» **TEXT EXCERPT**:
──────

From: Kendal Willets <kendall_at_slip.net>
Date: 1997/04/14
Message-ID: <5itreb$79d$1@owl.slip.net>#1/1

Emrynsoft <emrynsoft_at_aol.com> wrote:

: I am trying to figure out when it is better to use a hash join over a
: merge sort join. My understanding was that hash join works better if the
: table on which the bitmap is created is small enough to be held in memory.
: But I have noticed that the optimizer sometimes even chooses hash join for
: joins of 2 very large tables, neither of which would completely fit in
: memory. In fact it seems to me that Oracle optimizer always seems to
: choose a hash join. It also seems that hash join is a better method for
: most cases over merge-sort (just a very unscientific real-time
: observation).

──────

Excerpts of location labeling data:
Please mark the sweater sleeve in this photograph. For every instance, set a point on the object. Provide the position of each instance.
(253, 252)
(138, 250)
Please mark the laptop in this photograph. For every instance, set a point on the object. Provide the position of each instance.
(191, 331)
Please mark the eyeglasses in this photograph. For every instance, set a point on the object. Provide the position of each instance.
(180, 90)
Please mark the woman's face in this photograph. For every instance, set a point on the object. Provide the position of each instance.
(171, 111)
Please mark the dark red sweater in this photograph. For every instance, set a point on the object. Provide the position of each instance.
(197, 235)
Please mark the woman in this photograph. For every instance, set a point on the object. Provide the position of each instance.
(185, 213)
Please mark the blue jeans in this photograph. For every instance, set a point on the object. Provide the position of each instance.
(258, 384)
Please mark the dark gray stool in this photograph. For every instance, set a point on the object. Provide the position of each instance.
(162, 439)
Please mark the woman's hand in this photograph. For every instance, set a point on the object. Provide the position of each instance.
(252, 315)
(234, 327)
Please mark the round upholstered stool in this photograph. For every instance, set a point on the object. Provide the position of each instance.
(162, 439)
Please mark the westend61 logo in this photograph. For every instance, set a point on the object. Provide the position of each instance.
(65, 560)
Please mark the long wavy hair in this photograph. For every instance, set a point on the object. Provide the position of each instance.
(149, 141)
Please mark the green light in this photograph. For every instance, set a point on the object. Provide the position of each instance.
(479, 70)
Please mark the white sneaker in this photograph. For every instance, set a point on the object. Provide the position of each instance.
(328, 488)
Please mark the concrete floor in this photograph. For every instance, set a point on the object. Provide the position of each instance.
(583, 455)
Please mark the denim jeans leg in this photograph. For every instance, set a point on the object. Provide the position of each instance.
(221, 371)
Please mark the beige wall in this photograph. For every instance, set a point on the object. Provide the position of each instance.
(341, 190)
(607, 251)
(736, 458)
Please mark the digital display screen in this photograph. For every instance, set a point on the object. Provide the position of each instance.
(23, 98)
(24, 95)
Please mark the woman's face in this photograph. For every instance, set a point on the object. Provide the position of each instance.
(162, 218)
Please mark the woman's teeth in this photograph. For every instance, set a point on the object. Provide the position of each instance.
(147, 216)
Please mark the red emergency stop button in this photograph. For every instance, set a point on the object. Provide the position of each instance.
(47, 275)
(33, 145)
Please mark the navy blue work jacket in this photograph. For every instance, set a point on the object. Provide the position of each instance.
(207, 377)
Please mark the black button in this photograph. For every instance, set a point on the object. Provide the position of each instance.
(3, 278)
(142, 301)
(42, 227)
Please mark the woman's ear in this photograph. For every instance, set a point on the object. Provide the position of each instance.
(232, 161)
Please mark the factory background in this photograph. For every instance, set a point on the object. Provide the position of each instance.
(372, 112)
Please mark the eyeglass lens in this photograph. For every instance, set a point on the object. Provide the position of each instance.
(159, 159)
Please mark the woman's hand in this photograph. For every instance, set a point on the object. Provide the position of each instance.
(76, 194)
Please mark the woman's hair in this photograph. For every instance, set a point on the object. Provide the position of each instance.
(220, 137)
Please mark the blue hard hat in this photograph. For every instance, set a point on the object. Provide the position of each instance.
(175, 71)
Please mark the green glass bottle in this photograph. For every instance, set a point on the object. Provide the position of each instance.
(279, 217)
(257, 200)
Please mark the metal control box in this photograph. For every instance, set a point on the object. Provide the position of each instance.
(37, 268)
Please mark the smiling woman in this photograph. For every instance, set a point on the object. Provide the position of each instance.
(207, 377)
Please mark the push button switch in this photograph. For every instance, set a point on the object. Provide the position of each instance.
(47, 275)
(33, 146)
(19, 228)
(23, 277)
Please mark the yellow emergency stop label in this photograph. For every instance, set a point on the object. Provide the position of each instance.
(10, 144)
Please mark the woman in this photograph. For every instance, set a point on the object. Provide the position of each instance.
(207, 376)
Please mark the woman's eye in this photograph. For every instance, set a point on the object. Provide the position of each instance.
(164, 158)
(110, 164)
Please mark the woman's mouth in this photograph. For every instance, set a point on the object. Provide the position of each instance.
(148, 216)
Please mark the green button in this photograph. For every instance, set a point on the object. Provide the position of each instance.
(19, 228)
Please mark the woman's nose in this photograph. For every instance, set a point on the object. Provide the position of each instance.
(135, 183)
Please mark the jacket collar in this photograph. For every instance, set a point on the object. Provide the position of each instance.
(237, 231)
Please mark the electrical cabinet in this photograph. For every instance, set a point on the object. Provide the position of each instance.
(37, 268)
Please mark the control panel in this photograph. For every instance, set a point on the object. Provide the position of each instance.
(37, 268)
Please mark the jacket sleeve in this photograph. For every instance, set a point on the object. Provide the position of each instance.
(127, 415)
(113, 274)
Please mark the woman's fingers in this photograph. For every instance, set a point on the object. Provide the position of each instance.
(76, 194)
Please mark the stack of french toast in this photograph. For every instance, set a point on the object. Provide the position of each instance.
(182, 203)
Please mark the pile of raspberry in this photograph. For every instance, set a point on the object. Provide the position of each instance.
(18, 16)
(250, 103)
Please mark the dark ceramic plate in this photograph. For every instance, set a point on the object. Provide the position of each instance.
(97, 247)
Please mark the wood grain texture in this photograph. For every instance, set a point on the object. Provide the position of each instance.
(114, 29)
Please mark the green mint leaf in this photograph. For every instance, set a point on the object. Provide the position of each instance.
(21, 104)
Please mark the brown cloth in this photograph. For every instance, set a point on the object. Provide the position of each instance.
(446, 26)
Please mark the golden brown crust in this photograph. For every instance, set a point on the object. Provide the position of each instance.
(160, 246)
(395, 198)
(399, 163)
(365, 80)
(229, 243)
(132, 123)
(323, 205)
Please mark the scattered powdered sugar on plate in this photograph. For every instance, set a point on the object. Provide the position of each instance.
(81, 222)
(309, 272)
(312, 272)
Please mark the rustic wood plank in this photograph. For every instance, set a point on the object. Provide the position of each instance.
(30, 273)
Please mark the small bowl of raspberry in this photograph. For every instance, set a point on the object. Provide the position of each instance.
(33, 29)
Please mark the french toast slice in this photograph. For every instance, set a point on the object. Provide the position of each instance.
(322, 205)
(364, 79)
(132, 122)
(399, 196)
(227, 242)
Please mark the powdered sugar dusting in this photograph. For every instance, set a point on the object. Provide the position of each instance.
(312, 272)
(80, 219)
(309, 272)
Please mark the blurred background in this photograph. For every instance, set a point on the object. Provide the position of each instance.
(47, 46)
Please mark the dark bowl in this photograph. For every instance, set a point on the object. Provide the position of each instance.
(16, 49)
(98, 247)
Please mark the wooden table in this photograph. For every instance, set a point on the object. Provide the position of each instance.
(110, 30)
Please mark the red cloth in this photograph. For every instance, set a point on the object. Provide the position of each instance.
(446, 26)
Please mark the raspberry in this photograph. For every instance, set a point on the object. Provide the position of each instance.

──────

» **TASKS AND EXERCISES**:
(A) In the message about hash joins, which join method does the Oracle optimizer always seem to choose?
(B) Copy out the stretch of the message about hash joins from "From: Kendal Willets" through "held in memory.".

» **ANSWERS**:
(A) A hash join.

(B)
From: Kendal Willets <kendall_at_slip.net>
Date: 1997/04/14
Message-ID: <5itreb$79d$1@owl.slip.net>#1/1

Emrynsoft <emrynsoft_at_aol.com> wrote:

: I am trying to figure out when it is better to use a hash join over a
: merge sort join. My understanding was that hash join works better if the
: table on which the bitmap is created is small enough to be held in memory.